How to complete this task: Search the entries for the word "zari" and report each line that has it.

Source data:
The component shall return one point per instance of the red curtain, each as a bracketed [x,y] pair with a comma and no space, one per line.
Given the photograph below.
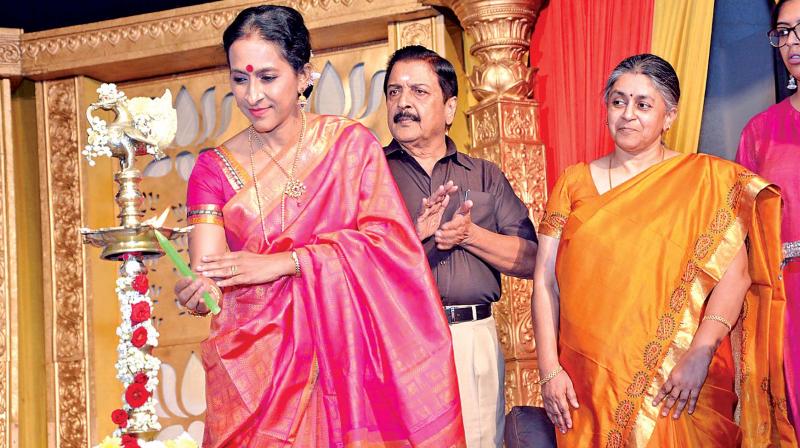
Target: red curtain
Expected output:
[575,45]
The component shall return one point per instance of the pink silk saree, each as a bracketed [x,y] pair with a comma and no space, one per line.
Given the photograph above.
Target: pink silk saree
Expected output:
[356,352]
[770,146]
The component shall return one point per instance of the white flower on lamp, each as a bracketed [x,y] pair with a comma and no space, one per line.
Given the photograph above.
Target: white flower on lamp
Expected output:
[145,125]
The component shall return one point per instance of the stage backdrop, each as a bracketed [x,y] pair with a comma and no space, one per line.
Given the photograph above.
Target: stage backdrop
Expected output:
[60,327]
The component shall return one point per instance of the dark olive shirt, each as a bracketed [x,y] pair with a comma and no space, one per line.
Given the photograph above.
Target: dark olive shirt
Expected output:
[463,278]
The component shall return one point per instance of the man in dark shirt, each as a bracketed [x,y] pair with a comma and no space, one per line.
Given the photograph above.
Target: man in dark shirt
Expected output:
[472,226]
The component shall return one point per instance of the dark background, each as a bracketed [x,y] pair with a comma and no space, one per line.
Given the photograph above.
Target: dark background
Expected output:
[39,15]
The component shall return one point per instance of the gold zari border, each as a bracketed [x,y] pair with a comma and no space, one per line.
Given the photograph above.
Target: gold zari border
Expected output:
[708,259]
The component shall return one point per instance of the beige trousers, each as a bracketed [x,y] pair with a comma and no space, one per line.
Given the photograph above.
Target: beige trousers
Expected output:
[480,367]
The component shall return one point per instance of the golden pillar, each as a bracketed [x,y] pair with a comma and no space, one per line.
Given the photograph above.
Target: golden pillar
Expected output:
[10,69]
[504,128]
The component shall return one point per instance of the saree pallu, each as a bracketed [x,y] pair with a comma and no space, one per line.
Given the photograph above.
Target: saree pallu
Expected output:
[635,267]
[355,352]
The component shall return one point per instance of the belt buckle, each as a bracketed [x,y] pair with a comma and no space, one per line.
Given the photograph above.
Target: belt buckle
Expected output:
[450,313]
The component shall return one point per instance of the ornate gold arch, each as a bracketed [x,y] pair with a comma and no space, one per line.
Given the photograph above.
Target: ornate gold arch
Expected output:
[503,126]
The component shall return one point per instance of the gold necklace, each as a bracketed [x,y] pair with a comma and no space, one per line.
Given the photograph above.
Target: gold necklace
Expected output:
[293,188]
[611,159]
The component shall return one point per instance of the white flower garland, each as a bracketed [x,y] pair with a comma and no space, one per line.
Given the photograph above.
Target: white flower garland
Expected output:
[132,360]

Reply to the exercise:
The component shall return one point per instance of the gold zari border, each as a bracketed [x,y] pair with a comma and no space, one per line.
Target: gold zari border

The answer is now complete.